**DIRECTIONS:**
Every line in the data below that includes "Task" belongs in the answer, copied as it stands.

**RECORDS FOR THE EXERCISE:**
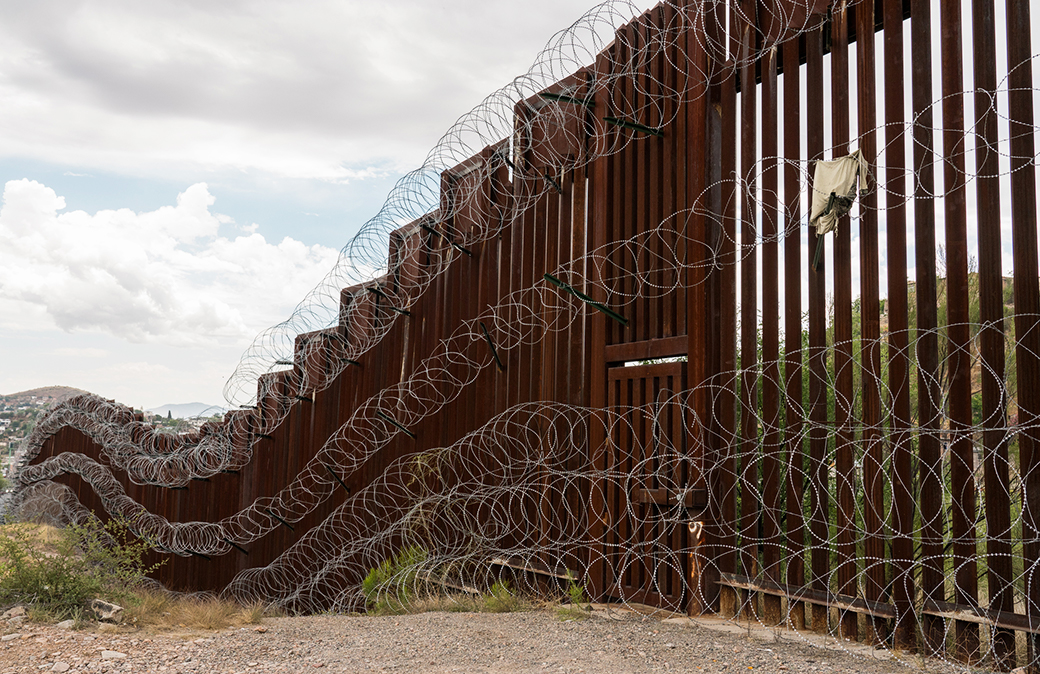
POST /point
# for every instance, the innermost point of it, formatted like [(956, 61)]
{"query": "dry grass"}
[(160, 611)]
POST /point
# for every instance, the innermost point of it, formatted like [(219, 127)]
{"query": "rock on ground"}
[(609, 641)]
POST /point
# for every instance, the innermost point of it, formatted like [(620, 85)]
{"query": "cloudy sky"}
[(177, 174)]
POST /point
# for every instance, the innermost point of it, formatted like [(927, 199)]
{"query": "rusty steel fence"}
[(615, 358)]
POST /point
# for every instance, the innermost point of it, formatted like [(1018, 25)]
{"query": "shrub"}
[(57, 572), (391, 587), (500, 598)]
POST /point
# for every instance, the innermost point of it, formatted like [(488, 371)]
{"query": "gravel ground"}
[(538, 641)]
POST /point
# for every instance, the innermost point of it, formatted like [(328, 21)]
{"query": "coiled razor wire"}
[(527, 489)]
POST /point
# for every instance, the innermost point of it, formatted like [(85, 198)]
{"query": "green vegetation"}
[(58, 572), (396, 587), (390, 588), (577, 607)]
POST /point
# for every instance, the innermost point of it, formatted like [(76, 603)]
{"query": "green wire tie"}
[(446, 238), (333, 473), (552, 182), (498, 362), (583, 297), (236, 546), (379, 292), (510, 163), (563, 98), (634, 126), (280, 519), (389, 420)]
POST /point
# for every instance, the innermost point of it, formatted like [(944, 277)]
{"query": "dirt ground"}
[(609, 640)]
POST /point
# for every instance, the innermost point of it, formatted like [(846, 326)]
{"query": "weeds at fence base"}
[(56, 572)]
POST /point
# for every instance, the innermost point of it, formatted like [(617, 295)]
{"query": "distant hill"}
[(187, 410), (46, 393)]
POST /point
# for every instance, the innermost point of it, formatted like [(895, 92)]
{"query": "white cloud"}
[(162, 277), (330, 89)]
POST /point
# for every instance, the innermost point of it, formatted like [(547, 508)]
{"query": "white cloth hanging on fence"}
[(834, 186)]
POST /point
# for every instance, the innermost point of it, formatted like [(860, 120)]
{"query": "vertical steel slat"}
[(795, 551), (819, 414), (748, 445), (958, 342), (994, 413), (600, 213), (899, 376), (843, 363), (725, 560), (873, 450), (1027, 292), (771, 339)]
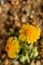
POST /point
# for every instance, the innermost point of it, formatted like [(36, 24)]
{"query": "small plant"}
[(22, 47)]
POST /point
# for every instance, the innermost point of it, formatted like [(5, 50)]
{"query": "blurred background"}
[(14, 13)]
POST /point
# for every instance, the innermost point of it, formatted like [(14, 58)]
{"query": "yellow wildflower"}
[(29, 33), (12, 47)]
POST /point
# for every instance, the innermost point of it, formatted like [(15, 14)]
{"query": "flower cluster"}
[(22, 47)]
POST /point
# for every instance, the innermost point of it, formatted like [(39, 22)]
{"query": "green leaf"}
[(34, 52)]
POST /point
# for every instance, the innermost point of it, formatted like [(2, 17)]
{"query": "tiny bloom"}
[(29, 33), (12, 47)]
* * *
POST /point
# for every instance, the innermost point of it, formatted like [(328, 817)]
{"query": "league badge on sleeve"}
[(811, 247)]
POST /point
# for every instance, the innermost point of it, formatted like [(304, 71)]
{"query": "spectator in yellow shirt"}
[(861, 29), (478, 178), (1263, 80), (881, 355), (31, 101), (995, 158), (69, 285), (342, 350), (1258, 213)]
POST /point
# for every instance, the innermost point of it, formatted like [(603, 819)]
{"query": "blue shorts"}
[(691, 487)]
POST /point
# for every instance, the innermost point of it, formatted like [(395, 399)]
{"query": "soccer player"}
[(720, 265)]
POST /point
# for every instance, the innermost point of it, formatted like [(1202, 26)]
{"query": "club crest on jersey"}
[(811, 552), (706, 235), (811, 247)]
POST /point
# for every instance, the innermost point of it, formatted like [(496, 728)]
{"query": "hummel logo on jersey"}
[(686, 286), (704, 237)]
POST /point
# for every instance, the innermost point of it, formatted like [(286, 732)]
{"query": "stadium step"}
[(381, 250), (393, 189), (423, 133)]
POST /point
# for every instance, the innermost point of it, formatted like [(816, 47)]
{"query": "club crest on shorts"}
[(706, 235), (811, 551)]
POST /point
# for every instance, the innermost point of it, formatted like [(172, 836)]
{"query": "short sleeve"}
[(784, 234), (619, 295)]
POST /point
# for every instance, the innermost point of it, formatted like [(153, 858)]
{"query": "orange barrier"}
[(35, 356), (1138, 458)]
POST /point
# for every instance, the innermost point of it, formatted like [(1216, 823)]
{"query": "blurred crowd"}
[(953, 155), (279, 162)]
--
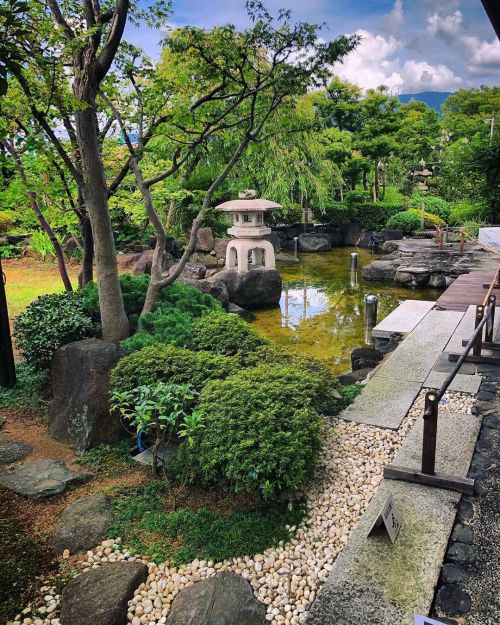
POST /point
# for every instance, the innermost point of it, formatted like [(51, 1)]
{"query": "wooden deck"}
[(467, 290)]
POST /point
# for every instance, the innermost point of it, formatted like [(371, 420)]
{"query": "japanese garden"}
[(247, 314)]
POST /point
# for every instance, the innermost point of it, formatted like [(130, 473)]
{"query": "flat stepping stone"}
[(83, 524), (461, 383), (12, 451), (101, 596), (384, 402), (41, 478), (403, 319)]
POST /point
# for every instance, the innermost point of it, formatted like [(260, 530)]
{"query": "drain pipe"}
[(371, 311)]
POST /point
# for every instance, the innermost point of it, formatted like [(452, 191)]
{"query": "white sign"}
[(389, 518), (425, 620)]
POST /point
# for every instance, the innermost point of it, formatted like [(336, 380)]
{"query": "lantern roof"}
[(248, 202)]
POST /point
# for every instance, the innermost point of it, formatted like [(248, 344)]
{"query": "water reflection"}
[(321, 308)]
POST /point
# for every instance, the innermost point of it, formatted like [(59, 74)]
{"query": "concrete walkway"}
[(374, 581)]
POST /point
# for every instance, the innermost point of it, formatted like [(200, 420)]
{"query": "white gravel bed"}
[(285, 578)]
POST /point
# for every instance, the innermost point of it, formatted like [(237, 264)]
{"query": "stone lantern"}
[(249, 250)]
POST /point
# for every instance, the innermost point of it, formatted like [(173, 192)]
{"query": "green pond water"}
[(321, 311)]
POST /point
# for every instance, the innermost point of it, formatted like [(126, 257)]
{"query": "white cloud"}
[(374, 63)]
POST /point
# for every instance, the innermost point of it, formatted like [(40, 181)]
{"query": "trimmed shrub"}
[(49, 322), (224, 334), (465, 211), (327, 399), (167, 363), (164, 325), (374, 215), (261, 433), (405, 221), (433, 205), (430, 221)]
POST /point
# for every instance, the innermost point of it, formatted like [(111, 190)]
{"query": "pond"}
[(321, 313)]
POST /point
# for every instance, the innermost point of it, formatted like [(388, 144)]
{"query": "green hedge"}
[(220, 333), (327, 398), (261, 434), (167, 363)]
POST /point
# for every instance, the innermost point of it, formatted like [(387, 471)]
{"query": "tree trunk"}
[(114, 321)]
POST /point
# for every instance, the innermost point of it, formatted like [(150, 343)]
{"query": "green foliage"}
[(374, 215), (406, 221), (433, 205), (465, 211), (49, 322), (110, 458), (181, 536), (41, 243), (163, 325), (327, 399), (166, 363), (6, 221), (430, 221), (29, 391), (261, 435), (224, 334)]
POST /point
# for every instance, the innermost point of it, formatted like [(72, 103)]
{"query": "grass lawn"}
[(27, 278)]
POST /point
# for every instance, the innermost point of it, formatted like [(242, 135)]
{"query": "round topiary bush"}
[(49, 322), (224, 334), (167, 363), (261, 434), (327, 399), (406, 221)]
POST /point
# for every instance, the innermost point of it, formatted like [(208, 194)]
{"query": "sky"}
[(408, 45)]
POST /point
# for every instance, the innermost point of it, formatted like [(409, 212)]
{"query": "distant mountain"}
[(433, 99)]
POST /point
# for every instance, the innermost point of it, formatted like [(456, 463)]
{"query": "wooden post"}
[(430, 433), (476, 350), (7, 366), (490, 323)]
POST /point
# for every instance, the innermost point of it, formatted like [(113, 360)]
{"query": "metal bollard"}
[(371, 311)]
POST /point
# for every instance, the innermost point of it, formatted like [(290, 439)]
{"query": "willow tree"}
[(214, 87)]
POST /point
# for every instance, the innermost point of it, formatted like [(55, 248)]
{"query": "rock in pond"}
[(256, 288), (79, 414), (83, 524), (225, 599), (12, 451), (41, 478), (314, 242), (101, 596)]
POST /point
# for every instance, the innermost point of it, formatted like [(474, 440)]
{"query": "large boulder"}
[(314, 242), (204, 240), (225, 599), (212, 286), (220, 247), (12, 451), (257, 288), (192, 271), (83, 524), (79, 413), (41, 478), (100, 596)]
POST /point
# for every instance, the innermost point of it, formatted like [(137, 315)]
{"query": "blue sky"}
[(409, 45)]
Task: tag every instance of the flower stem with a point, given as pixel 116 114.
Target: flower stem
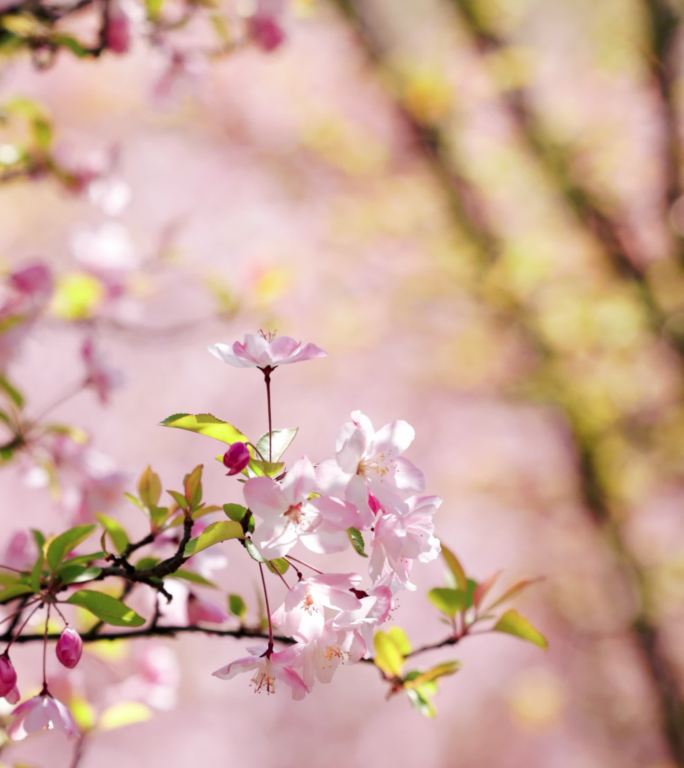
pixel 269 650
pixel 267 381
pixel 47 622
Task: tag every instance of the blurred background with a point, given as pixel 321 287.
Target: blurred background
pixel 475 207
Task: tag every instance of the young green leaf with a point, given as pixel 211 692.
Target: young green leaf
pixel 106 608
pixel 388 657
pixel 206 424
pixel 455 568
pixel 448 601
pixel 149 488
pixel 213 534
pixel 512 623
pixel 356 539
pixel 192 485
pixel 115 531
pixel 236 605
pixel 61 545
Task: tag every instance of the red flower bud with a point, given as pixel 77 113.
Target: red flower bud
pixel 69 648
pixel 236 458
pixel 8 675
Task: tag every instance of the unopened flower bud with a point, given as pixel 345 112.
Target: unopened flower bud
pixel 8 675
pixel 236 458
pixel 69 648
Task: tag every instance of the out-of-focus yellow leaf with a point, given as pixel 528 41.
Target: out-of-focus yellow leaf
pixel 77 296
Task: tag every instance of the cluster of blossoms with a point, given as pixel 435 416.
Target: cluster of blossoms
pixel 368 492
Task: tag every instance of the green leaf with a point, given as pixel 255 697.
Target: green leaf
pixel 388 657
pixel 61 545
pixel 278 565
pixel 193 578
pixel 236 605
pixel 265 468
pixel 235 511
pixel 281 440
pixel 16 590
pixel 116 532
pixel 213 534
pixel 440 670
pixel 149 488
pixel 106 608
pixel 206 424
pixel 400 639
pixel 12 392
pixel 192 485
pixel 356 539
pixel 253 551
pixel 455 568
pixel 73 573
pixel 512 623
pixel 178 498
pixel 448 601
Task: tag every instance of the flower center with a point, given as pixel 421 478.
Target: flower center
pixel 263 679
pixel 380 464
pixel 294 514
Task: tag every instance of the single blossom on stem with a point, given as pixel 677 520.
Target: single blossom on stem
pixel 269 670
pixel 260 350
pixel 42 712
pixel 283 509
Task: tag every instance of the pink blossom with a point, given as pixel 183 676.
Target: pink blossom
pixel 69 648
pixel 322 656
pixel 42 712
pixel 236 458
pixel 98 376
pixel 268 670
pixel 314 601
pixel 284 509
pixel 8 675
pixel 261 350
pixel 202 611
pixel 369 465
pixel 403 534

**WRITTEN SOLUTION:**
Task: tag every instance of the flower stem with a point, given as pixel 116 114.
Task: tag every instance of the blurred background with a point, given as pixel 321 287.
Task: tag every instance of the young green leaf with a point, given as pixel 211 692.
Task: tag every instance of the red flower bud with a point, given as pixel 77 113.
Task: tag every instance of the unopened flower bud with a point, given as pixel 345 112.
Task: tag every instance of the out-of-focus yellow leaf with a point, given as pixel 528 41.
Task: tag every instance of the cluster of blossoms with a point, given as pixel 435 416.
Task: tag every instance of the green leaf with a point, given as pixel 255 697.
Task: tag every instance of the flower center with a point, given as pixel 421 478.
Task: tag every instance of the single blossom on stem with a point, given as pixel 677 520.
Task: tag every instance of the pink blossom with a point, given as pixel 183 676.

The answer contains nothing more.